TASK STATEMENT: In the material below, rewrite every line from the line containing "for cow's head" through the line containing "[255,0,412,158]", and shift each bounding box coordinate in that stretch by -30.

SUPPLIED RECORDS:
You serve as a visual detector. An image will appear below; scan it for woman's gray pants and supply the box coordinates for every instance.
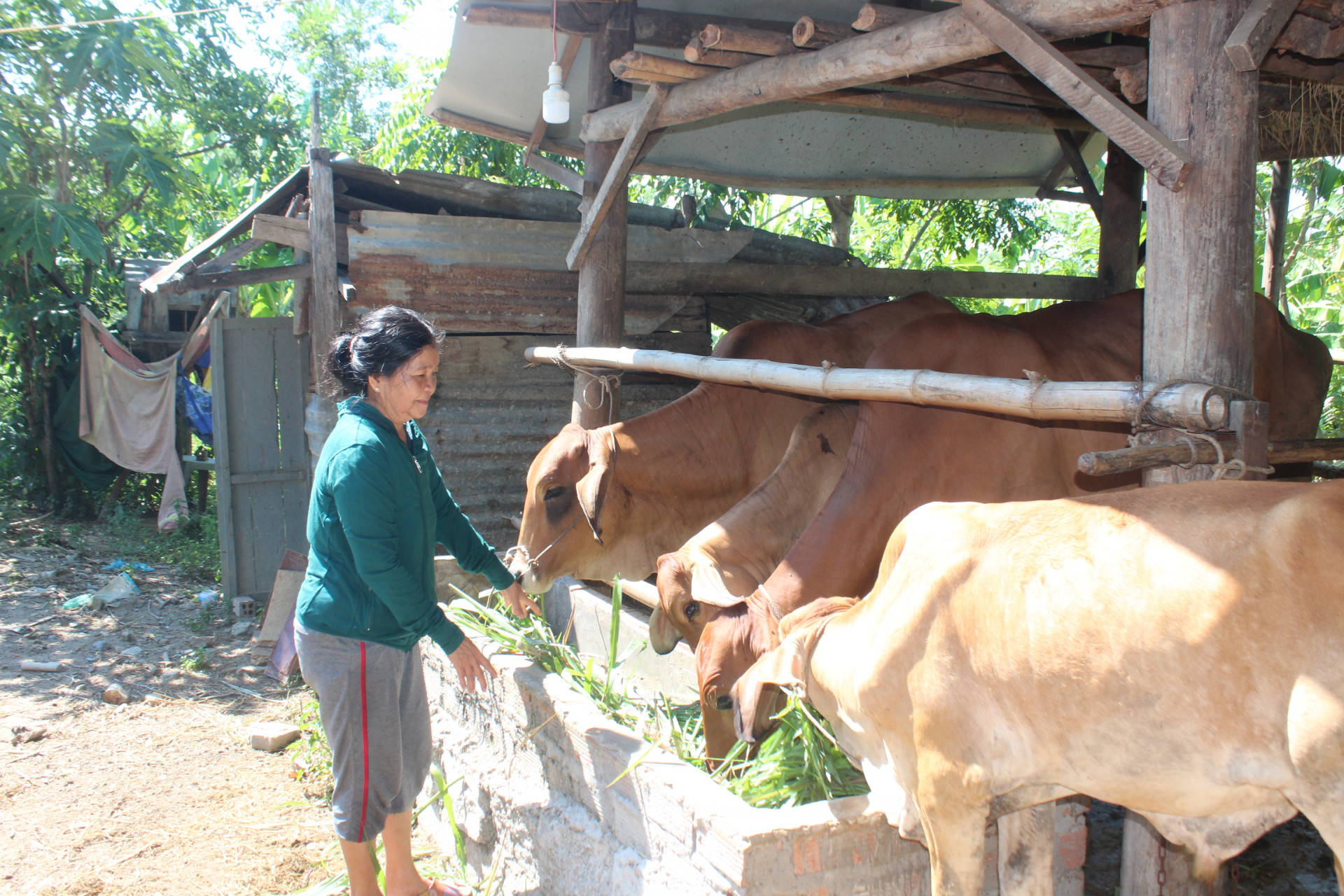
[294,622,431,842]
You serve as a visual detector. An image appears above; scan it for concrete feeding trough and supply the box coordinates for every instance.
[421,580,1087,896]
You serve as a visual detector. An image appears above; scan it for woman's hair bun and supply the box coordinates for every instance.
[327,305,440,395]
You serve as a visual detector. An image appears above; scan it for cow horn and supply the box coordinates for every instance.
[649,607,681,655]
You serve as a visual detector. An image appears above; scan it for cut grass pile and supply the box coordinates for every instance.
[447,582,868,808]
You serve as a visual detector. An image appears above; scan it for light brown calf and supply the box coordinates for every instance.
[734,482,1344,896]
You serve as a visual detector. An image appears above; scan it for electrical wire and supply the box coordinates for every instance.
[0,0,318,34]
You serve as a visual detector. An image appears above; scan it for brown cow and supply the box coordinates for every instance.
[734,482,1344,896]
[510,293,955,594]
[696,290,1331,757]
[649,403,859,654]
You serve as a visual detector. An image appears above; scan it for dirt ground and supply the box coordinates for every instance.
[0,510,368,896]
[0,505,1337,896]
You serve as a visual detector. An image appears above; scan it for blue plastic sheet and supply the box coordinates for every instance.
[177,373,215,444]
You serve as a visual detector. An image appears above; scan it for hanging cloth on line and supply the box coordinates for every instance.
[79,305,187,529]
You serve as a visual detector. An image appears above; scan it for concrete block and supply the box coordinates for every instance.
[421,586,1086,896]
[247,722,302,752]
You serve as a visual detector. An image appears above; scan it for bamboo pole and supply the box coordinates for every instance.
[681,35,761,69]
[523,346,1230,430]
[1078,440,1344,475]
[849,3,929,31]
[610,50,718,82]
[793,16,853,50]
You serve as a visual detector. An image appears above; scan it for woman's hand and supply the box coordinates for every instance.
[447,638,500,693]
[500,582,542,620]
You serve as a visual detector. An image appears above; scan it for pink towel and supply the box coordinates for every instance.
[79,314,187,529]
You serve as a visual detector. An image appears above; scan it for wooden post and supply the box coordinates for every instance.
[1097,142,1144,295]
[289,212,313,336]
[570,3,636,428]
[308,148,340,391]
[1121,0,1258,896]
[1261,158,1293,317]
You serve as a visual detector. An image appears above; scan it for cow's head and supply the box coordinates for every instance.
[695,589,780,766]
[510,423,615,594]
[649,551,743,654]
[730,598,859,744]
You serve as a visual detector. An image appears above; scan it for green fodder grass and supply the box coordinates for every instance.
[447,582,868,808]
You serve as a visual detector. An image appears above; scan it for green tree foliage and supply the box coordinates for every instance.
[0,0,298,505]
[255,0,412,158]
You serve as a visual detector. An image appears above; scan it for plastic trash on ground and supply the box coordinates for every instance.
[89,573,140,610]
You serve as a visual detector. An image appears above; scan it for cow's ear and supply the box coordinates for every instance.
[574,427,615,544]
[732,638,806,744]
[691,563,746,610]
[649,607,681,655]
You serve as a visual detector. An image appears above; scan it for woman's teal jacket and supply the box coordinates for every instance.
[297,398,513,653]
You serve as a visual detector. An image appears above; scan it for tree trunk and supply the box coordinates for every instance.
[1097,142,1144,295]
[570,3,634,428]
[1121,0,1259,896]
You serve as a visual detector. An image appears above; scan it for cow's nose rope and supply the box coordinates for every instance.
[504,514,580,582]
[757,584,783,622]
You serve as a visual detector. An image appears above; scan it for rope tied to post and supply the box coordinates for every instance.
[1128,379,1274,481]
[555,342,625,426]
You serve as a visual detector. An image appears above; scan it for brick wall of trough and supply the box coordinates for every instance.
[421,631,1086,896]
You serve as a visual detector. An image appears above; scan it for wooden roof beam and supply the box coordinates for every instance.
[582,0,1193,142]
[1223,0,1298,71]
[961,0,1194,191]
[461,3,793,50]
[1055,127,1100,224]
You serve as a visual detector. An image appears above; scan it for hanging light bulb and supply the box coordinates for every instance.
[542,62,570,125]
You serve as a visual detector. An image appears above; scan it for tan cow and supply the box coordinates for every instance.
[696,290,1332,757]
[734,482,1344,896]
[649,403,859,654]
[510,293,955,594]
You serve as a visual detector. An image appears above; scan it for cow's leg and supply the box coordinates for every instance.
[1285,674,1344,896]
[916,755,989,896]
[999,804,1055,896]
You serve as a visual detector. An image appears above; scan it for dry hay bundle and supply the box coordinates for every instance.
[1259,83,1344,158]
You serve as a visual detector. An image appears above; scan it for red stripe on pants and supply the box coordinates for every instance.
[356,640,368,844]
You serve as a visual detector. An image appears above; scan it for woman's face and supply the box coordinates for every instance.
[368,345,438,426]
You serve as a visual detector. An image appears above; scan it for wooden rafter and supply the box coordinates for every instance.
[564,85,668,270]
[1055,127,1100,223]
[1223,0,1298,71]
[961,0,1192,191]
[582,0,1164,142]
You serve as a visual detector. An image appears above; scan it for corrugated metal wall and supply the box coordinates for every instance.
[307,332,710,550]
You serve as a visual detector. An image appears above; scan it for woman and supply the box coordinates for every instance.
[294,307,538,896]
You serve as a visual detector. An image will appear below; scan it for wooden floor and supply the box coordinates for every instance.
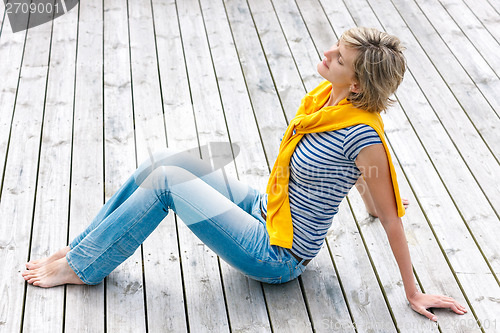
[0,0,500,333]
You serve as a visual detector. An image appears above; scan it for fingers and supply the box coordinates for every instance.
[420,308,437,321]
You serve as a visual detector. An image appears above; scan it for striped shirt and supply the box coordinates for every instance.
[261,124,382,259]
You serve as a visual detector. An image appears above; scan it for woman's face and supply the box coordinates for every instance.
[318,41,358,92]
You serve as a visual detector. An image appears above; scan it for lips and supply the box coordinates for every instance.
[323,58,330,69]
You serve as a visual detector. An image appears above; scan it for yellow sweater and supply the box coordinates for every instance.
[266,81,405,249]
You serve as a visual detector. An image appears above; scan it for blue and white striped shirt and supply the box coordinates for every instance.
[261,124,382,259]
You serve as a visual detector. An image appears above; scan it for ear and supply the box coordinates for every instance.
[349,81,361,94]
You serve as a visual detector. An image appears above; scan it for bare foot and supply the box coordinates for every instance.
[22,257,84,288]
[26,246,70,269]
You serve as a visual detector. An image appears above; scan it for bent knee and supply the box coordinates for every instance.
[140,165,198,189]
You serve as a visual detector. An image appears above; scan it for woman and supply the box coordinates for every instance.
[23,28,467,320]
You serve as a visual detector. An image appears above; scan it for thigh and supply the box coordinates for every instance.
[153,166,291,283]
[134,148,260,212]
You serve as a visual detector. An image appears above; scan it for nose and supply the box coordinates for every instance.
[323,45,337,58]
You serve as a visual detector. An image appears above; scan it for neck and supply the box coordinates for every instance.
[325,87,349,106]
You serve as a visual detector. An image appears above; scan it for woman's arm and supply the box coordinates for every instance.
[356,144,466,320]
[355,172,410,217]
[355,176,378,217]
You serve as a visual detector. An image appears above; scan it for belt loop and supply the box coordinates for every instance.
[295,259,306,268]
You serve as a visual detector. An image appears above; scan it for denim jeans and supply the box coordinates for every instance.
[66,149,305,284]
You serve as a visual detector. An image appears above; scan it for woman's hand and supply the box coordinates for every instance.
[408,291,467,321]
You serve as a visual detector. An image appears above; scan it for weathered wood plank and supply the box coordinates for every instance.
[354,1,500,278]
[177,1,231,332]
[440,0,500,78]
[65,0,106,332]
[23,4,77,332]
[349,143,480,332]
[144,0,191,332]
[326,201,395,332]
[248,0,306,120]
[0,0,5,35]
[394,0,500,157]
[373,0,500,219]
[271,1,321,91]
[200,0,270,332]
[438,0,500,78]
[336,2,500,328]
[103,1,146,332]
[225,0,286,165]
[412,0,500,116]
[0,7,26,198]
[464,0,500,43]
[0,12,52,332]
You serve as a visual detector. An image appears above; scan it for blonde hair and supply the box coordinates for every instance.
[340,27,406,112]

SOLUTION BELOW:
You serve as a visual detector. An image appears above; scan it for cow's head and supply the box coordinates for every instance.
[665,559,750,736]
[480,393,585,564]
[619,521,713,624]
[700,568,829,714]
You serve as a visual detector. An image appears above; scan it for green fodder grass and supply the box coordinates for every instance.
[417,552,838,778]
You serve as a visual detector. An image appears above; scan it for green tree foliage and supply the box coordinates for every instance.
[-30,-30,268,475]
[225,-30,382,128]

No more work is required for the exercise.